Problem:
Rewrite the Fortran declaration notes starting at "There may be" and ending at "what_if = .true.", changing every "integer" to "int".

Document passage:
There may be any number of user derived types. A modern (not old) declaration
starts with a type, has attributes, then ::, then variable(s) names
integer i, pivot, query old
integer, intent (inout) :: arg1
integer (selected_int_kind (5)) :: i1, i2
integer, parameter :: m = 7
integer, dimension(0:4, -5:5, 10:100) :: A3D
double precision x old
real (selected_real_kind(15,300) :: x
complex :: z
logical, parameter :: what_if = .true.
character, parameter :: me = "Jon Squire"
type <name> a new user type, derived type
declarations
end type <name>
type (<name>) :: stuff declaring stuff to be of derived type <name>
real, dimension(:,:), allocatable, target :: A
real, dimension(:,:), pointer :: P
Attributes may be:
allocatable no memory used here, allocate later
dimension vector or multi dimensional array
external will be defined outside this compilation
intent argument may be in, inout or out
intrinsic declaring function to be an intrinsic
optional argument is optional
parameter declaring a constant, can not be changed later
pointer declaring a pointer
private in a module, a private declaration
public in a module, a public declaration
save keep value from one call to the next, static
target can be pointed to by a pointer
Note: not all combinations of attributes are legal
note: "statement" means key word that starts a statement, one line
unless there is a continuation "&"

Collected data:
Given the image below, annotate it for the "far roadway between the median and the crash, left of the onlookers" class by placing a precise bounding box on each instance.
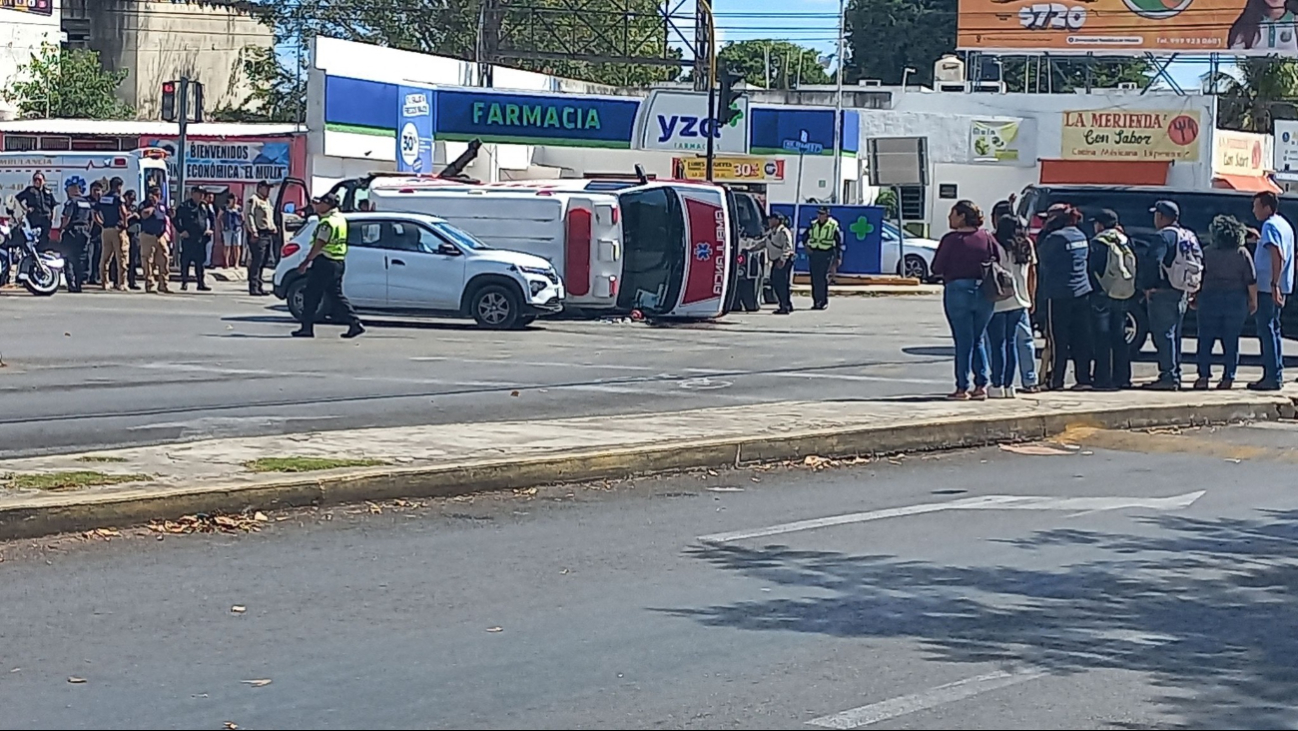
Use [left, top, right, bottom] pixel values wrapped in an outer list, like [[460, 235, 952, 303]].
[[0, 284, 951, 457]]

Exercise answer:
There may be any number of user derived types. A modern (not old) declaration
starts with a type, has attributes, then ::, then variable(s) names
int i, pivot, query old
int, intent (inout) :: arg1
int (selected_int_kind (5)) :: i1, i2
int, parameter :: m = 7
int, dimension(0:4, -5:5, 10:100) :: A3D
double precision x old
real (selected_real_kind(15,300) :: x
complex :: z
logical, parameter :: what_if = .true.